(Dataset excerpt)
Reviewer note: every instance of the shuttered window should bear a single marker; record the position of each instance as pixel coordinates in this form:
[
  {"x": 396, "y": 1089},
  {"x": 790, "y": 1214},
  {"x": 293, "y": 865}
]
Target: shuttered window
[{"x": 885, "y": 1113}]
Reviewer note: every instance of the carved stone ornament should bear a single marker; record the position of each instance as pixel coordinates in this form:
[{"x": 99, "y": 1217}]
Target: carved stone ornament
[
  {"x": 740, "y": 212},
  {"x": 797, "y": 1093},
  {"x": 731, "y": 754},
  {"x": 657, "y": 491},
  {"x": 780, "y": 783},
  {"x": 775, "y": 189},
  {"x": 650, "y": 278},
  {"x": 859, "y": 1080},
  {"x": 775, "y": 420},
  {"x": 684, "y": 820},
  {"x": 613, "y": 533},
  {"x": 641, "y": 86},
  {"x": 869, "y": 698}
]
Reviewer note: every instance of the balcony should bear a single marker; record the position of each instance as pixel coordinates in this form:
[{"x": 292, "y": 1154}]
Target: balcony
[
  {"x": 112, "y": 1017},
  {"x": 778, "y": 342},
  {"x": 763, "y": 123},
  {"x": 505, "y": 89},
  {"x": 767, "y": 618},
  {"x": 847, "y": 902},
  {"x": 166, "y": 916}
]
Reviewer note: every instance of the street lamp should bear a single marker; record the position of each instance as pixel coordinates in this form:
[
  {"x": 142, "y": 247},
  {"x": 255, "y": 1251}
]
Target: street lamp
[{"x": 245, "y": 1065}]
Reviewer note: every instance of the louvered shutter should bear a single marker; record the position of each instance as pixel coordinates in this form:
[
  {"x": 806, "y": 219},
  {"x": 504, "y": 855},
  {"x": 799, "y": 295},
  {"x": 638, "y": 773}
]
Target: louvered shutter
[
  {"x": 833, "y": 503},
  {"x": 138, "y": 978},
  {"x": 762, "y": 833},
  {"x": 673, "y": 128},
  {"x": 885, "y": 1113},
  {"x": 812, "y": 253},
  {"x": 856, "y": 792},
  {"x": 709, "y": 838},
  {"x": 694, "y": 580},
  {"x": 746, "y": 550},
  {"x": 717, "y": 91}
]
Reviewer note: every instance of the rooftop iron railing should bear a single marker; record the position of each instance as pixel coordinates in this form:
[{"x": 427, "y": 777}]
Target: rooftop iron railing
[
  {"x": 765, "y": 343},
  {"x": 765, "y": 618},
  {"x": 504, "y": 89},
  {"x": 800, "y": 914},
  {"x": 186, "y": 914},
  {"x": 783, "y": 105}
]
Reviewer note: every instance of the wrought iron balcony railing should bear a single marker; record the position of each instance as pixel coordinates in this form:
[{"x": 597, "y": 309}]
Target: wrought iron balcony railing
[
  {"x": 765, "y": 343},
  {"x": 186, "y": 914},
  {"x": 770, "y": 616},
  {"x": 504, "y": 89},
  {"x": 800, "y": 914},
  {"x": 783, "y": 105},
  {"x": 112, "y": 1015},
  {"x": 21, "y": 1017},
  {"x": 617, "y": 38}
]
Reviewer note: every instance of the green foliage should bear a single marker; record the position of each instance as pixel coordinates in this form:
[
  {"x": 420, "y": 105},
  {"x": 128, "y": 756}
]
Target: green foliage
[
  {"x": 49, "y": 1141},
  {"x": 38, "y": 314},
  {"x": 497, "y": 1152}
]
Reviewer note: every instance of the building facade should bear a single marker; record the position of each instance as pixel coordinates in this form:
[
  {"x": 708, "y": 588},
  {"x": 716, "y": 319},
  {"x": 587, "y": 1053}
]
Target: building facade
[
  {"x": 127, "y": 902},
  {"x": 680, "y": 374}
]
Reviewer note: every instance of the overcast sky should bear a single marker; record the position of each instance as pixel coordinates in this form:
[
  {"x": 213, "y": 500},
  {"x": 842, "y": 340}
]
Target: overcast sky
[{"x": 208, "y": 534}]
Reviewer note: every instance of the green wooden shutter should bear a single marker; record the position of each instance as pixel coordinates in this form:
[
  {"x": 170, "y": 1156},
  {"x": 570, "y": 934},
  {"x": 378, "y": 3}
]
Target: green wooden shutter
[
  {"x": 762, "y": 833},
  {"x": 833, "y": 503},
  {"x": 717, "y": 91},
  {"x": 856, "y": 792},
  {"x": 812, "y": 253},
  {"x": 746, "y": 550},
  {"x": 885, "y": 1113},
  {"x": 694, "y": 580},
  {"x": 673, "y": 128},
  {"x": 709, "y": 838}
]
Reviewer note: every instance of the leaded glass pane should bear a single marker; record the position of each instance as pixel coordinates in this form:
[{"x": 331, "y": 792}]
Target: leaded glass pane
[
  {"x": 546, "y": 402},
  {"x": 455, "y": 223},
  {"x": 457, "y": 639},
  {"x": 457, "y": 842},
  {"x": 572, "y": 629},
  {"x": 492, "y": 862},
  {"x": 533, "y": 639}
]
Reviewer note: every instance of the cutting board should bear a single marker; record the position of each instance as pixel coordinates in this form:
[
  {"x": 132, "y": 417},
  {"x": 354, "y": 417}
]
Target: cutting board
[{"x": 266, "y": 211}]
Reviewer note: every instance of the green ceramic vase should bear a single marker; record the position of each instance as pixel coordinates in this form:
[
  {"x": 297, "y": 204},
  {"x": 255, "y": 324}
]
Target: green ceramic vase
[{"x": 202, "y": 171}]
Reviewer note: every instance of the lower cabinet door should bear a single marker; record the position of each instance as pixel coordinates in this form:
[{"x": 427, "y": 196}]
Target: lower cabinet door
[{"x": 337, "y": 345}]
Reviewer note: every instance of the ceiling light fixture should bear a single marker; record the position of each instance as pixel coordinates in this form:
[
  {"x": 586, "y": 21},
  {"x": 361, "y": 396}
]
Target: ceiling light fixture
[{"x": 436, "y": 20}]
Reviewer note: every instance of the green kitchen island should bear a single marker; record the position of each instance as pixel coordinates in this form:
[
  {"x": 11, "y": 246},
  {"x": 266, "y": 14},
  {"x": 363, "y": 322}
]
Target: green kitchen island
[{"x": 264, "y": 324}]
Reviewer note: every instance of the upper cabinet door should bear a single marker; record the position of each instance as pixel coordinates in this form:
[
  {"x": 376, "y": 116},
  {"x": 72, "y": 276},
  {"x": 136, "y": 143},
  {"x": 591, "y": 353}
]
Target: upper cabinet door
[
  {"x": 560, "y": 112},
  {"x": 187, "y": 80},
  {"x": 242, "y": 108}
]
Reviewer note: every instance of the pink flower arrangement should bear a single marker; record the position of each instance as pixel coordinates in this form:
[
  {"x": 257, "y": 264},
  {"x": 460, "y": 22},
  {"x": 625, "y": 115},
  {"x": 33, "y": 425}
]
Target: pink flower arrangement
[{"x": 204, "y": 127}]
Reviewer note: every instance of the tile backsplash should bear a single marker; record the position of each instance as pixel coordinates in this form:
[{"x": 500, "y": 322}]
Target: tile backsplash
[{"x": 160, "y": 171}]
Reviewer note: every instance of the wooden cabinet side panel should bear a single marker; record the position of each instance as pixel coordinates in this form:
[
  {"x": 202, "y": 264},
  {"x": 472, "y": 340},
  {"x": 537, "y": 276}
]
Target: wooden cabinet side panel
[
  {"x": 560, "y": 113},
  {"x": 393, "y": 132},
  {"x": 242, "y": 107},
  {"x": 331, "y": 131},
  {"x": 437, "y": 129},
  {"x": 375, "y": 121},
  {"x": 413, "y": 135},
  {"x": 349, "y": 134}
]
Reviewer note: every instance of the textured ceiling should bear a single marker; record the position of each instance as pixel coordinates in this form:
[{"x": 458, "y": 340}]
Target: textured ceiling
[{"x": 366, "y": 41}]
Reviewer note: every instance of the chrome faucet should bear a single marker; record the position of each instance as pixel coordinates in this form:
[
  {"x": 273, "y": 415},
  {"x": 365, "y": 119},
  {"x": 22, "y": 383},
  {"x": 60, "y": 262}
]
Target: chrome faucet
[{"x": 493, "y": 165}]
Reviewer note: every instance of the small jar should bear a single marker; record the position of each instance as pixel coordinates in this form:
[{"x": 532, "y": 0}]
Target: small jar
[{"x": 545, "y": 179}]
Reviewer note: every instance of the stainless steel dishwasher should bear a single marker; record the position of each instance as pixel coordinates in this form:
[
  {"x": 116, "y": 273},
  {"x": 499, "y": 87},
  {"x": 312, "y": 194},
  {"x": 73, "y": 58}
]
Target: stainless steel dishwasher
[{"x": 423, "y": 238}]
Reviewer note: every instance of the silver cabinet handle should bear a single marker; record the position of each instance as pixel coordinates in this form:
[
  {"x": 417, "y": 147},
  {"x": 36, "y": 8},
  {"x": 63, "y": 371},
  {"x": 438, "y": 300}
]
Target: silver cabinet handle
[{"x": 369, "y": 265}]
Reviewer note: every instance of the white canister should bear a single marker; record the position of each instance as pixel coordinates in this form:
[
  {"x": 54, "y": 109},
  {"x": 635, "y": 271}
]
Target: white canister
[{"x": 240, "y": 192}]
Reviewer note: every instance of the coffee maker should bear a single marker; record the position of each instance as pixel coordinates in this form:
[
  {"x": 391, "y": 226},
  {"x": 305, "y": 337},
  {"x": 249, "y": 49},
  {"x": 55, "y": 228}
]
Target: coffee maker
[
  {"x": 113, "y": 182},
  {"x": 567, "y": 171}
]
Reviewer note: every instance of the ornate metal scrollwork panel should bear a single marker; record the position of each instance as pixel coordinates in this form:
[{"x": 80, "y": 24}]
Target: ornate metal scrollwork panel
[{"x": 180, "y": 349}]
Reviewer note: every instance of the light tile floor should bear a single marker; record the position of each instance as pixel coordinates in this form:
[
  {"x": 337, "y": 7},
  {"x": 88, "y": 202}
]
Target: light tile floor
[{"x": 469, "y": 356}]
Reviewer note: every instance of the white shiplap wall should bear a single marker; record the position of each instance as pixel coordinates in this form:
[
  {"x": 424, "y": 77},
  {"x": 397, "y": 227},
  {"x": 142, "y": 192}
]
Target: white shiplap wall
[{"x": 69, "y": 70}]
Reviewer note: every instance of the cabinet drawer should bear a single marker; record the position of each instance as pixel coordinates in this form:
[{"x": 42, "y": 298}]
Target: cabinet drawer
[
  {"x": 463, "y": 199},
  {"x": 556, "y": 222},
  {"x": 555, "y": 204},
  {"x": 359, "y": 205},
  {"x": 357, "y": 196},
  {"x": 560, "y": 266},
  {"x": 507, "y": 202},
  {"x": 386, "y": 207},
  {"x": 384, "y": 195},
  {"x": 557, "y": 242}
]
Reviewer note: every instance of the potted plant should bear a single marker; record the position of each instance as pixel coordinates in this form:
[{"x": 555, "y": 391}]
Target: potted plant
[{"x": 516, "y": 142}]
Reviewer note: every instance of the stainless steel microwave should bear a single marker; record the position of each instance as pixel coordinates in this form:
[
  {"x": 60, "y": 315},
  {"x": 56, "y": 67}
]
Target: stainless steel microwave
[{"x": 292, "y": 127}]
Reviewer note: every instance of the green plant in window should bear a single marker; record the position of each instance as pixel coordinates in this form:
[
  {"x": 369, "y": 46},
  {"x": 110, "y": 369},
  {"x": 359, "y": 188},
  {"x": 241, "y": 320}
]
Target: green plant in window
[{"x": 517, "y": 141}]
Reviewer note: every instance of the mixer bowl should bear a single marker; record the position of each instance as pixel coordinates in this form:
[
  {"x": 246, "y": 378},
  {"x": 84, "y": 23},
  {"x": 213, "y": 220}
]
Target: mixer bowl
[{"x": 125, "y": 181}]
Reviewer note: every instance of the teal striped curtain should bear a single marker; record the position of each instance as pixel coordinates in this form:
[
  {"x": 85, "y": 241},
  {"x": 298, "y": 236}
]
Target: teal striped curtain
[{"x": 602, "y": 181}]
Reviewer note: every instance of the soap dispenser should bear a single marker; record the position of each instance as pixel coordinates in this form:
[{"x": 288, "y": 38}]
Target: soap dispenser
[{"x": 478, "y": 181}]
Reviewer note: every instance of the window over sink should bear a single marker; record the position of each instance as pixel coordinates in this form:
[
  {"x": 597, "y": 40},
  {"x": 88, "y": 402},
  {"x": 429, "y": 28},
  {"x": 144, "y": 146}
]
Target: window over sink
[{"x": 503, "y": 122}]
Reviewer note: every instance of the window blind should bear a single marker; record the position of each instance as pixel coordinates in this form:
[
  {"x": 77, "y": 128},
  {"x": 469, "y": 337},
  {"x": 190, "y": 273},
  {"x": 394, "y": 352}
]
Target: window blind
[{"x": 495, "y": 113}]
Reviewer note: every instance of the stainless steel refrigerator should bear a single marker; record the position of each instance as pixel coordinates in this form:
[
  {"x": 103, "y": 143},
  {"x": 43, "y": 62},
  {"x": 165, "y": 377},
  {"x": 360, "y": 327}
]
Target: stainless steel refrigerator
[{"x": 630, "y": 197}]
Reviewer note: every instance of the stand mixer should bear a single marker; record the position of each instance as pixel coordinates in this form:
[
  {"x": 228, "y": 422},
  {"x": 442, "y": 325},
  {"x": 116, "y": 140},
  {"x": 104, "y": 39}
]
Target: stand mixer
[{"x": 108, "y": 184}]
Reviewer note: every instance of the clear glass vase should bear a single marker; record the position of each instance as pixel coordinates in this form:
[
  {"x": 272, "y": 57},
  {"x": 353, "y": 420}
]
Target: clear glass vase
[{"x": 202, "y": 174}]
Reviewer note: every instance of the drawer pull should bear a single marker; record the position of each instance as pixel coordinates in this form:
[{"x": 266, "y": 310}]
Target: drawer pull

### Written request
Lines from the one containing "steel refrigerator should" through the final line are to be given again verbatim, with nothing before or after.

### Finished answer
Reviewer note: every instance of the stainless steel refrigerator should bear a single marker; record the position of each instance as pixel coordinates in this form:
[
  {"x": 103, "y": 143},
  {"x": 43, "y": 62},
  {"x": 165, "y": 377},
  {"x": 360, "y": 327}
]
Target: stainless steel refrigerator
[{"x": 630, "y": 197}]
Reviewer note: every instance of the stand mixer should bear a single marker; record the position of each instance as pixel coordinates in this form:
[
  {"x": 228, "y": 422},
  {"x": 442, "y": 325},
  {"x": 116, "y": 140},
  {"x": 104, "y": 39}
]
Target: stand mixer
[{"x": 108, "y": 184}]
Reviewer note: every instance of the clear glass vase should bear a single marker; record the position of each instance as pixel coordinates in this form:
[
  {"x": 272, "y": 57},
  {"x": 353, "y": 420}
]
Target: clear glass vase
[{"x": 202, "y": 174}]
Reviewer note: every instance of the drawer pull should bear a single marker; record the position of each instance as pixel coordinates in this form:
[{"x": 266, "y": 310}]
Target: drawer pull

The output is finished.